◆ Instructions for the task:
Give a verbatim repeat of the lines that run from the line containing "Would you kindly put a point on the framed" to the end of the data below.

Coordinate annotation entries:
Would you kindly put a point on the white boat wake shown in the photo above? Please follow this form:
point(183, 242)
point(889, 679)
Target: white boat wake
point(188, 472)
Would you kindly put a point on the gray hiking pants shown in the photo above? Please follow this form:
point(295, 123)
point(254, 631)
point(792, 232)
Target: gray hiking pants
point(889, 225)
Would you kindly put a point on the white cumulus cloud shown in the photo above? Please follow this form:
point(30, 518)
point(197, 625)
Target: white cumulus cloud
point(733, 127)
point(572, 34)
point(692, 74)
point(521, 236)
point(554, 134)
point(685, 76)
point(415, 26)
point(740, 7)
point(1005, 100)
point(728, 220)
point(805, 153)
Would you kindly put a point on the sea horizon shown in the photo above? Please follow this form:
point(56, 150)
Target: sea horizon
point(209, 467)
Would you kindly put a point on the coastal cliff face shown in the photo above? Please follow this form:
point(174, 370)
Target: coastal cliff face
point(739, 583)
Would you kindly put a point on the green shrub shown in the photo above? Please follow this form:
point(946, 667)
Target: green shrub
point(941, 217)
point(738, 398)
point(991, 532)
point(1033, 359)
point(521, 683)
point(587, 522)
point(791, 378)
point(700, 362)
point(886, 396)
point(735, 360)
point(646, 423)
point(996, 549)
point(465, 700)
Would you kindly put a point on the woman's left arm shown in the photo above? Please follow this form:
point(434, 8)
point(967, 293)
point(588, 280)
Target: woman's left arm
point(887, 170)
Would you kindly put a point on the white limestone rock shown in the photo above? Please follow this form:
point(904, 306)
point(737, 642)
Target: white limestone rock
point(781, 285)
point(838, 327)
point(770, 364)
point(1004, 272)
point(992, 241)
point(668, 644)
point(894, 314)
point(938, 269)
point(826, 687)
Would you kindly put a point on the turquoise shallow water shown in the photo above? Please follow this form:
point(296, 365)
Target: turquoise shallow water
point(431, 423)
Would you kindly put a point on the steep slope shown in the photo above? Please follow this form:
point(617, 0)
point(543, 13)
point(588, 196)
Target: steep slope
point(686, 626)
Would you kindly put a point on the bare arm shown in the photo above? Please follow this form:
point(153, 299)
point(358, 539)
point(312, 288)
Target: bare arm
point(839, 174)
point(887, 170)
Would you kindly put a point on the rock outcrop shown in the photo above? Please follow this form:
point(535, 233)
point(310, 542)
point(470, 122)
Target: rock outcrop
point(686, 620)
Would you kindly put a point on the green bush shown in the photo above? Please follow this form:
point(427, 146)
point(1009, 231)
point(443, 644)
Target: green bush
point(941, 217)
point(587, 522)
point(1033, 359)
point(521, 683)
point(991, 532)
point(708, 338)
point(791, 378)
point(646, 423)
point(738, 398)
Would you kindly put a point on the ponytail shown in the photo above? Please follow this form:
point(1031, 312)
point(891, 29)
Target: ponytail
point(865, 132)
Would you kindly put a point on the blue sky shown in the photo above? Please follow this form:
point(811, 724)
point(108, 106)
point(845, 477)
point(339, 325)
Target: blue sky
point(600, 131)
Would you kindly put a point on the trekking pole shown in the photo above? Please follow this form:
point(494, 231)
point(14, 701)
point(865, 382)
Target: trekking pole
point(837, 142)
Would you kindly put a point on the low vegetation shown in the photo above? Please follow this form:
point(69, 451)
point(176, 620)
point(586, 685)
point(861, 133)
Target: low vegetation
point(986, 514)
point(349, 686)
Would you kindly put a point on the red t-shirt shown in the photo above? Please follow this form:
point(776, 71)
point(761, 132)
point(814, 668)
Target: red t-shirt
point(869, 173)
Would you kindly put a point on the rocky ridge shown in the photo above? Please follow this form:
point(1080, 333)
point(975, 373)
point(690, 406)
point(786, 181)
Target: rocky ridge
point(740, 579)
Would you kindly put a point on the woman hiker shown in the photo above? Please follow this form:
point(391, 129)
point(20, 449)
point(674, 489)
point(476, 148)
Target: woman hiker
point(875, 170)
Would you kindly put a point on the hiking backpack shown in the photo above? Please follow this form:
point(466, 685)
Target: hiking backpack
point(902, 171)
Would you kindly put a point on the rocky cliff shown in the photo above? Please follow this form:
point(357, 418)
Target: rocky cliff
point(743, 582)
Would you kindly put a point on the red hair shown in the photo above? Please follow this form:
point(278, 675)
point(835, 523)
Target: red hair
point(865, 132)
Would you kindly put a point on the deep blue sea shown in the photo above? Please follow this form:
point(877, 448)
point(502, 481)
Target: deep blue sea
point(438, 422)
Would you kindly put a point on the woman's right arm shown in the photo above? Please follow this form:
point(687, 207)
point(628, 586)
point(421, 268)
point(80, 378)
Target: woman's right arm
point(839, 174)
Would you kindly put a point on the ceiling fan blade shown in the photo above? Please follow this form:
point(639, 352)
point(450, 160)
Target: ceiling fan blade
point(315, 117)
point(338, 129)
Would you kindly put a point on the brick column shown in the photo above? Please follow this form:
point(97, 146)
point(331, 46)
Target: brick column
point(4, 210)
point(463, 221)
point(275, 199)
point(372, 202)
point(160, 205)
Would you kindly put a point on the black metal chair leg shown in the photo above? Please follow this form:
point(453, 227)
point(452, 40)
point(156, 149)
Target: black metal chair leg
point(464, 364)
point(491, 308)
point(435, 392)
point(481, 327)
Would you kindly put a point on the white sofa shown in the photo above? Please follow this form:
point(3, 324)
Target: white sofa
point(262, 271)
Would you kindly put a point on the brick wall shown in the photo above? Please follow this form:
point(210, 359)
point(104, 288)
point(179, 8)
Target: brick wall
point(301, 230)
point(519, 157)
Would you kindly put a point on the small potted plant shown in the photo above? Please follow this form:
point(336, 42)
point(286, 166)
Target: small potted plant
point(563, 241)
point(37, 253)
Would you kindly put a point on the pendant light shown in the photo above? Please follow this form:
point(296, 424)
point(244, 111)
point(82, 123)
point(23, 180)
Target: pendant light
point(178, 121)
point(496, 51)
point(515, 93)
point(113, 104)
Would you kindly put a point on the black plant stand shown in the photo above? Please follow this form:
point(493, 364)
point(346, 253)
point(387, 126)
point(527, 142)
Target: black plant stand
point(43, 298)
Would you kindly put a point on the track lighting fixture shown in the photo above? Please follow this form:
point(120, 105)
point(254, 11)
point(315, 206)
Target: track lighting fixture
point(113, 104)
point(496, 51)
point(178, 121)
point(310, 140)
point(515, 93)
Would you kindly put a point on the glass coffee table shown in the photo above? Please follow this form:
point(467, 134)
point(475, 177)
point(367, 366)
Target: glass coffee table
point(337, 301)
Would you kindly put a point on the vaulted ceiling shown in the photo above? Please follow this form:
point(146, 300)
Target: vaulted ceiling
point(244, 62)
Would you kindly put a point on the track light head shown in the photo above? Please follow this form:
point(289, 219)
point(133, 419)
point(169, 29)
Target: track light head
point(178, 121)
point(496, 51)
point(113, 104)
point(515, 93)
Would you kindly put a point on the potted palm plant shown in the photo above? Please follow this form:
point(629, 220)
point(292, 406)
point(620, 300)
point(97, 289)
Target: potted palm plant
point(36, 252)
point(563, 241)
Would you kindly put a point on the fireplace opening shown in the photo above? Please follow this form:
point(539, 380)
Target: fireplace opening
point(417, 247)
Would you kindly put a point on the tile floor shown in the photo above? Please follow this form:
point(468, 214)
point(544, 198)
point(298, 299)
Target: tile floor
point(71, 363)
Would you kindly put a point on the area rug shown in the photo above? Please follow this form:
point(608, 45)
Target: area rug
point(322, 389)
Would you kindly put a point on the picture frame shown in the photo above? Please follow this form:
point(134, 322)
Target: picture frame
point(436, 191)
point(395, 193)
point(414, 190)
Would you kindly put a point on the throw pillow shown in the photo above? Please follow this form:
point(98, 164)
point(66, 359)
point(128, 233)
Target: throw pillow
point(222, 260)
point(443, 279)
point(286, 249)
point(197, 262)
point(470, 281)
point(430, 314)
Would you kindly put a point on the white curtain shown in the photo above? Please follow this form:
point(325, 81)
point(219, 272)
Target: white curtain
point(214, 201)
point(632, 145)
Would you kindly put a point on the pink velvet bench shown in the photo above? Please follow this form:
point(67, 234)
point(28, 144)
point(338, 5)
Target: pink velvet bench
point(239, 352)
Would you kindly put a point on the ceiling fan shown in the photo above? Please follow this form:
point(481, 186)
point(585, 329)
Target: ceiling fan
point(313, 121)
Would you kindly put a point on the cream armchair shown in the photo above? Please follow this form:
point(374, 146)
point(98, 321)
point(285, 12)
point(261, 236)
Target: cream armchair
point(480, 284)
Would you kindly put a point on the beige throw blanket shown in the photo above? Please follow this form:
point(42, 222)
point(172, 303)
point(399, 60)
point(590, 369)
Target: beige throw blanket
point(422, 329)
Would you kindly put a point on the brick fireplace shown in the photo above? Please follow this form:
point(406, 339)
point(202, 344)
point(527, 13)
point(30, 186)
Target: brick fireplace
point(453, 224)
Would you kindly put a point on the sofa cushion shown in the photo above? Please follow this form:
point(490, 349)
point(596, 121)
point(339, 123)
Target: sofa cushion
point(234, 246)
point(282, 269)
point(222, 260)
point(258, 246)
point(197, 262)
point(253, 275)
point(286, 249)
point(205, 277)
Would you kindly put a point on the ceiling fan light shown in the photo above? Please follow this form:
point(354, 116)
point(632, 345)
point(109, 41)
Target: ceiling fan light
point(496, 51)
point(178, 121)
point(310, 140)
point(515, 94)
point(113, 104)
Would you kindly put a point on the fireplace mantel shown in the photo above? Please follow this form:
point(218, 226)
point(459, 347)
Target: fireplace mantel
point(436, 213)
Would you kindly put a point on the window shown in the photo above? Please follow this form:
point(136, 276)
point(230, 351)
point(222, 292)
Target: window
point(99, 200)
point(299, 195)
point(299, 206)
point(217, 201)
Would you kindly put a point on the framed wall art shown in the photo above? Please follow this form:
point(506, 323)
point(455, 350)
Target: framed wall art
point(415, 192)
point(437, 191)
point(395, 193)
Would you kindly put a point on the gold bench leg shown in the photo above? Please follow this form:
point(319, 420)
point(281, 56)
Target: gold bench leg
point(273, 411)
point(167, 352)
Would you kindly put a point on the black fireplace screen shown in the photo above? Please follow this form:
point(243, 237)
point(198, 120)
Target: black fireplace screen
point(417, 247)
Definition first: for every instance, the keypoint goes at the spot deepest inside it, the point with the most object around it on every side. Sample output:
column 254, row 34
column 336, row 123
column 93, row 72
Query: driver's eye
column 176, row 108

◆ Answer to the task:
Would you kindly put a point on the framed wall art shown in the photo above? Please follow this form:
point(506, 323)
point(455, 350)
Target: framed wall art
point(415, 192)
point(437, 191)
point(395, 193)
Would you kindly put a point on the gold bench leg shown in the photo above? Please follow this form:
point(319, 420)
point(281, 56)
Target: gold bench leg
point(273, 411)
point(167, 352)
Would you kindly put a point on the black fireplace screen shown in the photo above? Please follow this form:
point(243, 237)
point(198, 120)
Target: black fireplace screen
point(417, 247)
Definition first: for every instance, the keypoint goes at the spot deepest inside it, the point with the most object around it on every side. Sample output:
column 254, row 34
column 336, row 123
column 93, row 72
Query: driver's eye
column 176, row 108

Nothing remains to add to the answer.